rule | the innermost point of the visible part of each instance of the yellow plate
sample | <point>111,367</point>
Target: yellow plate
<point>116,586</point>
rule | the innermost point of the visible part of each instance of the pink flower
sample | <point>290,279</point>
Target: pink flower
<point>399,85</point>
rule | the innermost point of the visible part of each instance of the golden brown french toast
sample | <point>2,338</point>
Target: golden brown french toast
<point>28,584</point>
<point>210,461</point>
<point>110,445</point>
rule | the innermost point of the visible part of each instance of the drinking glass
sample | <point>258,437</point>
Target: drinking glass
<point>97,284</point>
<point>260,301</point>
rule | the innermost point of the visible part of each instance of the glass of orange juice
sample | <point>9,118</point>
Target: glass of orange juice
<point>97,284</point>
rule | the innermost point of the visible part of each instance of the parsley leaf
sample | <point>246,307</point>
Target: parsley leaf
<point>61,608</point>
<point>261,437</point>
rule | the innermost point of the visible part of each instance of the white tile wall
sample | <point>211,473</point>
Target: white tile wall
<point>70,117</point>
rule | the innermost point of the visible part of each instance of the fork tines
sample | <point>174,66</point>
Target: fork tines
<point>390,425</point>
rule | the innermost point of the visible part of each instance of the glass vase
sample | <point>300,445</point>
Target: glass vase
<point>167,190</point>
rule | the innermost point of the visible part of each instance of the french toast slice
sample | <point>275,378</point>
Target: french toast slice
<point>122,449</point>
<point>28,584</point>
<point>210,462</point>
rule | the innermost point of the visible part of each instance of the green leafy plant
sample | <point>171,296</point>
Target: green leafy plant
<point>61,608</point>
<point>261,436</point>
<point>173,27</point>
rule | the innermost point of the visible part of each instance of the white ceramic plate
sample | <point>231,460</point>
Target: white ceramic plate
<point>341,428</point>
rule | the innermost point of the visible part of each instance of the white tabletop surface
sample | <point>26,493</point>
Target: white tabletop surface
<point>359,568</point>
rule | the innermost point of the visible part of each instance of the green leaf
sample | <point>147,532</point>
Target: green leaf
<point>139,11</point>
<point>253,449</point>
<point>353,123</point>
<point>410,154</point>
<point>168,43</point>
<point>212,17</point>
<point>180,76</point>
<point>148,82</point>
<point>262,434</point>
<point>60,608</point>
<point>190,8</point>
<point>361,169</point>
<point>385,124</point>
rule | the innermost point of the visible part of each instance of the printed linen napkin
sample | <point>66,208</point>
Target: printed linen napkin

• • •

— Stated goal —
Your task is to return, exactly and on their own, the lines from the one containing "the printed linen napkin" through the last line of the listing.

— Solution to this problem —
rule | the innermost point of the visible part of each instance of the printed linen napkin
sample | <point>66,208</point>
Target: printed linen napkin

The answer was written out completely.